** Opening Dataset extract block **
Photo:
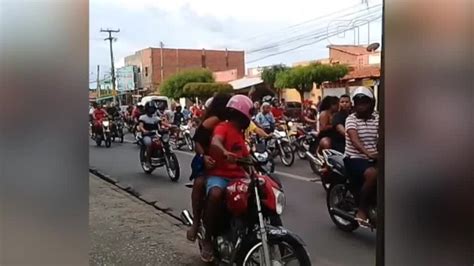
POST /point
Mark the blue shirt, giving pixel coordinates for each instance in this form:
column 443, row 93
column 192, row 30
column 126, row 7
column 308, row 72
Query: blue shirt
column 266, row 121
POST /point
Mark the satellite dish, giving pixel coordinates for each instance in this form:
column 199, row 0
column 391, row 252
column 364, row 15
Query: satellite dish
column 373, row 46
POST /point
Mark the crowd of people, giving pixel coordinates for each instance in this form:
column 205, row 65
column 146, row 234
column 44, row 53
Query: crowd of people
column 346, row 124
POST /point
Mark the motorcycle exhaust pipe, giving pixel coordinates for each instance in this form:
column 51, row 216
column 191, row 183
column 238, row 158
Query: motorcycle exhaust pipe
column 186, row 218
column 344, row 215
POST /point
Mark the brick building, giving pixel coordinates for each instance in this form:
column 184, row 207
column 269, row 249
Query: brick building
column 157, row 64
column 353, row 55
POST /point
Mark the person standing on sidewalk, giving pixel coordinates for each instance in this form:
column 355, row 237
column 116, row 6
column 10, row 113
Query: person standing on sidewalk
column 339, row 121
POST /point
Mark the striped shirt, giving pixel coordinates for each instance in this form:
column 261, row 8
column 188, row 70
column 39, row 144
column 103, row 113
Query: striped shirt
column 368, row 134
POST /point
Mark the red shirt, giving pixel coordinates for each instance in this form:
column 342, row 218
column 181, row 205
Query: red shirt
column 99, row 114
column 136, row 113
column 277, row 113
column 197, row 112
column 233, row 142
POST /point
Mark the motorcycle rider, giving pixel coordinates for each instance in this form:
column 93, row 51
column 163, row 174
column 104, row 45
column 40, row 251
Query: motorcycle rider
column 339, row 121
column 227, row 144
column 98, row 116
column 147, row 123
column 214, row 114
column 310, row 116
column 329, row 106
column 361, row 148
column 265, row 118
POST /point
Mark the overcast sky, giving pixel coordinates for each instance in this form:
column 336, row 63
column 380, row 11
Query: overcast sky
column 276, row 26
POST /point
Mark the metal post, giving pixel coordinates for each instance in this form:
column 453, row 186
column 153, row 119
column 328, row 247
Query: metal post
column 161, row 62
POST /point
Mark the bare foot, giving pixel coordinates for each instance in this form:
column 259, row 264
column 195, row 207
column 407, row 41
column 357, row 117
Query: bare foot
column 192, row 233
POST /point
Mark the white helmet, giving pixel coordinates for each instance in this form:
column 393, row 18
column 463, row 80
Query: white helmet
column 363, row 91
** Closing Dataset extract block **
** Opening Dataset extract block **
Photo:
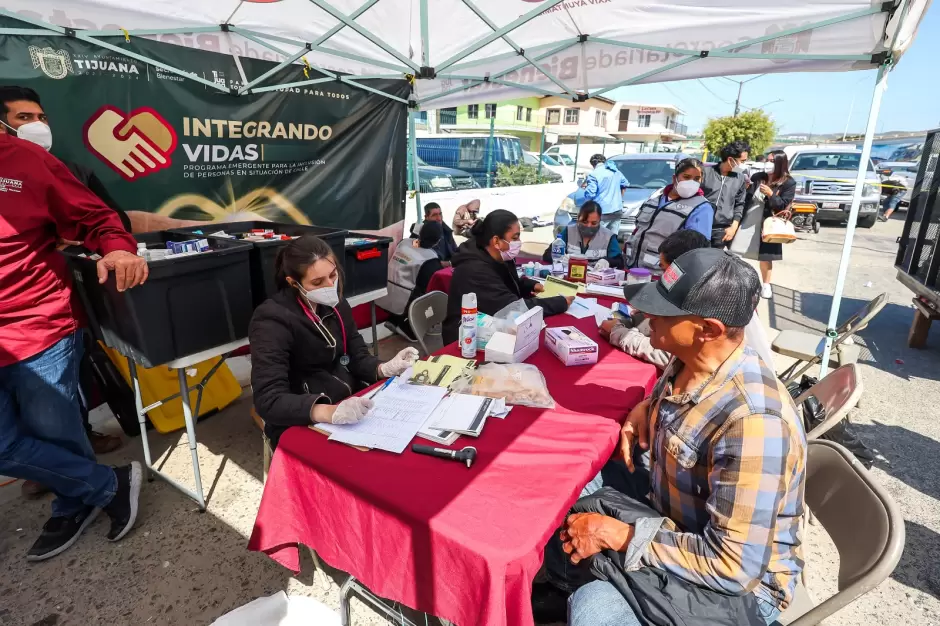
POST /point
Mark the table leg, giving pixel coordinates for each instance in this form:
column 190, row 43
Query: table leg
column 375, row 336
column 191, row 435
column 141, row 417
** Closing Dataset extract block **
> [What you will do] Retype the records above, but only those lines that fall between the line containing "Mark the bare" and the line containing "column 463, row 80", with both of those lines included, exactly as written.

> [Task result]
Mark the bare foot, giving pixel coordinates for each instance in this form:
column 259, row 264
column 195, row 207
column 407, row 41
column 357, row 117
Query: bare foot
column 192, row 233
POST /point
Mark the white helmet, giving pixel coordinates for each instance in this form:
column 393, row 18
column 463, row 80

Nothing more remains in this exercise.